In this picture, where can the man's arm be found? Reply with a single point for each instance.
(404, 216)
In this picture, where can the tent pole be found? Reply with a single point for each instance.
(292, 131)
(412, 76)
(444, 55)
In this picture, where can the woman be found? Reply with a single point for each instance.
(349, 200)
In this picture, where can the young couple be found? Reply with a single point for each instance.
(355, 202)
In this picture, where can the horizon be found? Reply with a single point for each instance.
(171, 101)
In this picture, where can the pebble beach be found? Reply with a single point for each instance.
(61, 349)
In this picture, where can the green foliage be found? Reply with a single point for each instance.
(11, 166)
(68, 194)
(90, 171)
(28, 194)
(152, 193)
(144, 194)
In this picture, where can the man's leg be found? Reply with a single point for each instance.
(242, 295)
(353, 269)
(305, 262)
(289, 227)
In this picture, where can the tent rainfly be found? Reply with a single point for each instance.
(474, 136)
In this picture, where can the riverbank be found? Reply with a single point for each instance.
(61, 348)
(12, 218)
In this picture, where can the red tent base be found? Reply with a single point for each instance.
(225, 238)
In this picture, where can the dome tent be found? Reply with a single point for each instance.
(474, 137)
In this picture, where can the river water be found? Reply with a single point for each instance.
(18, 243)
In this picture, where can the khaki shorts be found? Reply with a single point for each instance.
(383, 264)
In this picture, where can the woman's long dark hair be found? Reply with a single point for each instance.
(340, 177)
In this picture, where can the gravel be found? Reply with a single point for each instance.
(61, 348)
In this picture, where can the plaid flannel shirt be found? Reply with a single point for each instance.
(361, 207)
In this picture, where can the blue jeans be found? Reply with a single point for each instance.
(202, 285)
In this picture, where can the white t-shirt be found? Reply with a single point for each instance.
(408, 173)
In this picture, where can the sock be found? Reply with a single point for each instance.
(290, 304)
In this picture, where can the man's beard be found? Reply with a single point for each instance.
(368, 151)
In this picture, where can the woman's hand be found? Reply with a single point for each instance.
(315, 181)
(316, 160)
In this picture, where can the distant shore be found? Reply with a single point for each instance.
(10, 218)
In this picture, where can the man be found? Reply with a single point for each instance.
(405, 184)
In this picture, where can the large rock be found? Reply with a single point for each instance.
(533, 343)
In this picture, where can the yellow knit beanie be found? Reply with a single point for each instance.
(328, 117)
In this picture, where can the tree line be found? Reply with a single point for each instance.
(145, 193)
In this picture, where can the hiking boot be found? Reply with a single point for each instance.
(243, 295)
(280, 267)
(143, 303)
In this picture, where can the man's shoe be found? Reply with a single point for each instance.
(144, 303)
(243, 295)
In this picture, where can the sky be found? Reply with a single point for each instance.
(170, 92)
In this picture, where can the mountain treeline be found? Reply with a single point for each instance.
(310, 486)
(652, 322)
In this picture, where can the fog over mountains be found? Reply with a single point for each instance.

WHAT IS ASKED
Rewrite the lines above as a numbered list, leaving out any blank lines.

PROBLEM SOLUTION
1. In this picture, where can the man's arm be found? Reply with a single point for each instance.
2. (404, 216)
3. In this picture, where can the tent pole be found? Reply with a single point for each instance.
4. (292, 131)
5. (412, 76)
6. (444, 55)
7. In this picture, where can the woman be found? Reply with a single point for each instance.
8. (349, 200)
9. In this picture, where can the young couple be found? Reply with a single point for each instance.
10. (355, 202)
11. In this picture, where can the horizon be found? Reply with a single point for each instance.
12. (171, 101)
13. In this picture, where can the pebble beach be found? Reply with a single point for each instance.
14. (61, 349)
15. In this picture, where can the green foliage be found? Reply with a single point for each instance.
16. (11, 166)
17. (68, 194)
18. (90, 171)
19. (28, 194)
20. (152, 193)
21. (144, 194)
22. In this picture, where can the man's leg be found? Reply with a single point for each instance.
23. (242, 295)
24. (353, 269)
25. (305, 262)
26. (289, 227)
27. In this picture, where can the tent rainfly be found? Reply with a single point for each instance.
28. (474, 136)
29. In this picture, where can the riverbank be found? Reply with a single point for each instance.
30. (61, 348)
31. (12, 218)
32. In this picture, where can the red tent base be found? Reply with a single point for each instance.
33. (225, 238)
34. In this picture, where can the dome tent be found? Reply with a single point for each instance.
35. (474, 137)
36. In this picture, where can the river water be found? Reply with a single point for each instance.
37. (18, 243)
38. In this picture, where can the khaki shorts be found? Reply with a single point for each instance.
39. (383, 264)
40. In this picture, where can the woman's long dark hair be found? Reply with a single point for each instance.
41. (340, 177)
42. In this picture, where can the gravel be found? Reply with a single point for each instance.
43. (61, 348)
44. In this picture, where can the plaid flannel shirt be found? Reply with a single point for each instance.
45. (361, 207)
46. In this picture, where can the blue jeans be found? Reply with a single point for each instance.
47. (202, 285)
48. In this picture, where can the white t-shirt be found? Reply with a single point for each instance.
49. (408, 173)
50. In this picture, where can the sock be found? Reply with a single point for each instance.
51. (290, 304)
52. In this picture, where can the man's beard be found? Reply with a single point for each instance.
53. (368, 151)
54. In this picture, where can the woman's hand be found? Reply with a single point for each instance.
55. (315, 181)
56. (316, 160)
57. In this picture, where can the distant shore be found? Reply with a single point for each instance.
58. (10, 218)
59. In this picture, where can the man be found? Reply with a single point for each instance.
60. (405, 184)
61. In this picture, where can the large rock be found? Reply with a single point for each instance.
62. (533, 343)
63. In this picture, where can the yellow knit beanie be found? Reply with a single point for each instance.
64. (328, 117)
65. In this picture, where can the tree line be found? Reply with a single point for each instance.
66. (145, 193)
67. In this picture, where can the hiking boot be found? Reply with a single point for each instance.
68. (243, 295)
69. (280, 267)
70. (143, 303)
71. In this picture, where can the man's shoe be found? Reply with a single point for each instance.
72. (144, 303)
73. (243, 295)
74. In this picture, where can the sky be found? Reply with a single point for each instance.
75. (170, 92)
76. In this picture, where can the mountain treeline be found? Reply with a single point for each instance.
77. (310, 486)
78. (652, 322)
79. In this picture, where can the fog over mountains be found? Reply with a single point for each instance.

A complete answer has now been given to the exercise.